**** EXERCISE DATA
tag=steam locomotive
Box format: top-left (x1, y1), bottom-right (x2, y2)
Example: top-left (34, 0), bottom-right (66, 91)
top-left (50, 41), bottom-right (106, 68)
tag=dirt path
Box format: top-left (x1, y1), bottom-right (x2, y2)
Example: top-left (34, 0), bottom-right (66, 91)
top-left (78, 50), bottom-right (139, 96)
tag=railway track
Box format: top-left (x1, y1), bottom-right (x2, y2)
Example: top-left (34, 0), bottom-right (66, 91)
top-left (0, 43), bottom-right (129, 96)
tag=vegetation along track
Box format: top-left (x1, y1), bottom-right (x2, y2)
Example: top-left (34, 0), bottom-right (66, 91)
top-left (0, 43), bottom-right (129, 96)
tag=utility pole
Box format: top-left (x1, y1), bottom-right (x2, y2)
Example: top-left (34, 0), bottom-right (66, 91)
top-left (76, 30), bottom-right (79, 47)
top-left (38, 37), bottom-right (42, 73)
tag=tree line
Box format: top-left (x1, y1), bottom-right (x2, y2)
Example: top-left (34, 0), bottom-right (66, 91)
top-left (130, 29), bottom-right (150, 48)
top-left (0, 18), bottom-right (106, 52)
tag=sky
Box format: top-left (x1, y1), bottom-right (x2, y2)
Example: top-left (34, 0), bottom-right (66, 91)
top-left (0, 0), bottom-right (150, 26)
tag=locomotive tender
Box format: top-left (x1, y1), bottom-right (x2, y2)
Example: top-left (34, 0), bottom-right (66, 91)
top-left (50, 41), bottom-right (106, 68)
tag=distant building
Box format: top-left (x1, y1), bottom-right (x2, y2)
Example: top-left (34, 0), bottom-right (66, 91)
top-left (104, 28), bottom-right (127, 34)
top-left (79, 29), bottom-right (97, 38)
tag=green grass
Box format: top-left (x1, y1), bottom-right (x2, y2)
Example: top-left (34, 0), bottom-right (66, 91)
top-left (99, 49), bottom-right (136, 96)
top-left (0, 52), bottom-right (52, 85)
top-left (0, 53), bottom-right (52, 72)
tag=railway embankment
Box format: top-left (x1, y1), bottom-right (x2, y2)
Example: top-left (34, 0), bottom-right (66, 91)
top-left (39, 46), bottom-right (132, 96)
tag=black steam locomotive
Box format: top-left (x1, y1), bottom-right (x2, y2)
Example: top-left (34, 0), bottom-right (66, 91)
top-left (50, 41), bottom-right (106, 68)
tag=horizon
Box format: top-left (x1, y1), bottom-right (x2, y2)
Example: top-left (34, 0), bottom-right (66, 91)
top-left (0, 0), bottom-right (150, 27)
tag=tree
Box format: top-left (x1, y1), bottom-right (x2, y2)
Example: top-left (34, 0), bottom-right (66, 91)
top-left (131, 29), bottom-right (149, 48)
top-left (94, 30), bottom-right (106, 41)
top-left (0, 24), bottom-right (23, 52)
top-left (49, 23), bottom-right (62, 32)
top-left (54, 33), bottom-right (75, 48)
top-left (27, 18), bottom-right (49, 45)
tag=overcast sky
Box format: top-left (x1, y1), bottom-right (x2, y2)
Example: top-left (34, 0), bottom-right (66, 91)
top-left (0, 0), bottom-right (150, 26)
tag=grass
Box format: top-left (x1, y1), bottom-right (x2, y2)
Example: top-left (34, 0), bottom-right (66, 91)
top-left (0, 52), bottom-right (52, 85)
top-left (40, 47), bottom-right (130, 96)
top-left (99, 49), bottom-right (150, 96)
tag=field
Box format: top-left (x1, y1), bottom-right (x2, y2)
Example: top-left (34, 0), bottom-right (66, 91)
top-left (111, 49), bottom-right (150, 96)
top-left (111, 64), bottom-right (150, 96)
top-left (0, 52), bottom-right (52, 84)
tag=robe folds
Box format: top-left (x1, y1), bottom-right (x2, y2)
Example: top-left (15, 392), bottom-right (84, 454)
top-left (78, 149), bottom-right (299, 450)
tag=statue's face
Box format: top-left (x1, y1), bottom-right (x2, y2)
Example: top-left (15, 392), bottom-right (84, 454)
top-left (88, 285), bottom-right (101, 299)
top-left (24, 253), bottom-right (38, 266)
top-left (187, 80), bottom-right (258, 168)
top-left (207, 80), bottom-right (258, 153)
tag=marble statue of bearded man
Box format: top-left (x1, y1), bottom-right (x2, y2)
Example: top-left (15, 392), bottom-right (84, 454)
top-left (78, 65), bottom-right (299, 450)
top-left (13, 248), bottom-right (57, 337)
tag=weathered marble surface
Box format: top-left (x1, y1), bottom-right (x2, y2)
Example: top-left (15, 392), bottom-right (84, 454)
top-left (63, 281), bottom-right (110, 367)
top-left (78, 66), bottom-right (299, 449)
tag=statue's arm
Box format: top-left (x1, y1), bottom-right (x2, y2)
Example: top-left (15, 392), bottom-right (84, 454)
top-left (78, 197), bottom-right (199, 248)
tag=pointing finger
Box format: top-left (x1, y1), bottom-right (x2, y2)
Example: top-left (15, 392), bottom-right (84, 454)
********
# THE TASK
Quote all the records. Keep every word exact.

# TASK ANSWER
tag=steam locomotive
Box format: top-left (x1, y1), bottom-right (x2, y2)
Example: top-left (34, 0), bottom-right (66, 91)
top-left (50, 41), bottom-right (106, 68)
tag=dirt path
Box format: top-left (x1, y1), bottom-right (x2, y2)
Example: top-left (34, 0), bottom-right (66, 91)
top-left (78, 50), bottom-right (139, 96)
tag=railway track
Box format: top-left (x1, y1), bottom-right (x2, y2)
Example: top-left (34, 0), bottom-right (66, 91)
top-left (0, 43), bottom-right (129, 96)
tag=vegetation along track
Box format: top-left (x1, y1), bottom-right (x2, y2)
Example: top-left (34, 0), bottom-right (66, 91)
top-left (0, 43), bottom-right (129, 96)
tag=utility pole
Box format: top-left (x1, y1), bottom-right (x2, y2)
Example: top-left (34, 0), bottom-right (66, 91)
top-left (76, 30), bottom-right (79, 47)
top-left (38, 37), bottom-right (42, 73)
tag=tree line
Box format: top-left (x1, y1), bottom-right (x2, y2)
Example: top-left (34, 0), bottom-right (66, 91)
top-left (130, 29), bottom-right (150, 48)
top-left (0, 18), bottom-right (106, 52)
tag=sky
Box format: top-left (x1, y1), bottom-right (x2, y2)
Example: top-left (34, 0), bottom-right (66, 91)
top-left (0, 0), bottom-right (150, 26)
tag=locomotive tender
Box format: top-left (x1, y1), bottom-right (x2, y2)
Example: top-left (34, 0), bottom-right (66, 91)
top-left (50, 41), bottom-right (106, 68)
tag=distant building
Box format: top-left (x1, y1), bottom-right (x2, y2)
Example: top-left (34, 0), bottom-right (66, 91)
top-left (104, 28), bottom-right (127, 34)
top-left (79, 29), bottom-right (97, 38)
tag=green grass
Box format: top-left (x1, y1), bottom-right (x2, y2)
Example: top-left (34, 0), bottom-right (66, 91)
top-left (99, 49), bottom-right (136, 96)
top-left (0, 52), bottom-right (52, 85)
top-left (0, 53), bottom-right (52, 72)
tag=railway embankment
Box format: top-left (x1, y1), bottom-right (x2, y2)
Example: top-left (34, 0), bottom-right (66, 91)
top-left (39, 46), bottom-right (132, 96)
tag=black steam locomotive
Box format: top-left (x1, y1), bottom-right (x2, y2)
Example: top-left (34, 0), bottom-right (66, 91)
top-left (50, 41), bottom-right (106, 68)
tag=horizon
Box format: top-left (x1, y1), bottom-right (x2, y2)
Example: top-left (34, 0), bottom-right (66, 91)
top-left (0, 0), bottom-right (150, 27)
tag=tree
Box format: top-left (x1, y1), bottom-right (x2, y2)
Example: top-left (34, 0), bottom-right (66, 91)
top-left (131, 29), bottom-right (149, 48)
top-left (94, 30), bottom-right (106, 41)
top-left (0, 24), bottom-right (23, 52)
top-left (49, 23), bottom-right (62, 32)
top-left (54, 33), bottom-right (75, 48)
top-left (27, 18), bottom-right (49, 45)
tag=overcast sky
Box format: top-left (x1, y1), bottom-right (x2, y2)
Example: top-left (34, 0), bottom-right (66, 91)
top-left (0, 0), bottom-right (150, 26)
tag=grass
Box format: top-left (x1, y1), bottom-right (x2, y2)
Example: top-left (34, 0), bottom-right (66, 91)
top-left (0, 52), bottom-right (52, 85)
top-left (40, 47), bottom-right (130, 96)
top-left (99, 49), bottom-right (150, 96)
tag=field
Box format: top-left (x1, y1), bottom-right (x2, y2)
Example: top-left (34, 0), bottom-right (66, 91)
top-left (111, 49), bottom-right (150, 96)
top-left (111, 64), bottom-right (150, 96)
top-left (0, 52), bottom-right (52, 84)
tag=robe folds
Box format: top-left (x1, y1), bottom-right (x2, y2)
Example: top-left (15, 392), bottom-right (84, 454)
top-left (78, 149), bottom-right (299, 450)
tag=statue's face
Box format: top-left (x1, y1), bottom-right (x2, y2)
Example: top-left (15, 392), bottom-right (84, 454)
top-left (88, 285), bottom-right (101, 299)
top-left (24, 253), bottom-right (38, 266)
top-left (187, 80), bottom-right (258, 168)
top-left (207, 80), bottom-right (258, 153)
tag=marble statue of bearded man
Box format: top-left (x1, y1), bottom-right (x2, y2)
Example: top-left (15, 392), bottom-right (84, 454)
top-left (78, 65), bottom-right (299, 450)
top-left (13, 248), bottom-right (57, 337)
tag=weathered marble surface
Box format: top-left (x1, y1), bottom-right (x2, y2)
Example: top-left (15, 392), bottom-right (84, 454)
top-left (63, 281), bottom-right (110, 367)
top-left (78, 66), bottom-right (299, 449)
tag=statue's arm
Box format: top-left (x1, y1), bottom-right (x2, y2)
Example: top-left (15, 392), bottom-right (84, 454)
top-left (78, 197), bottom-right (199, 248)
tag=pointing finger
Box format: top-left (x1, y1), bottom-right (x2, y2)
Example: top-left (15, 392), bottom-right (84, 454)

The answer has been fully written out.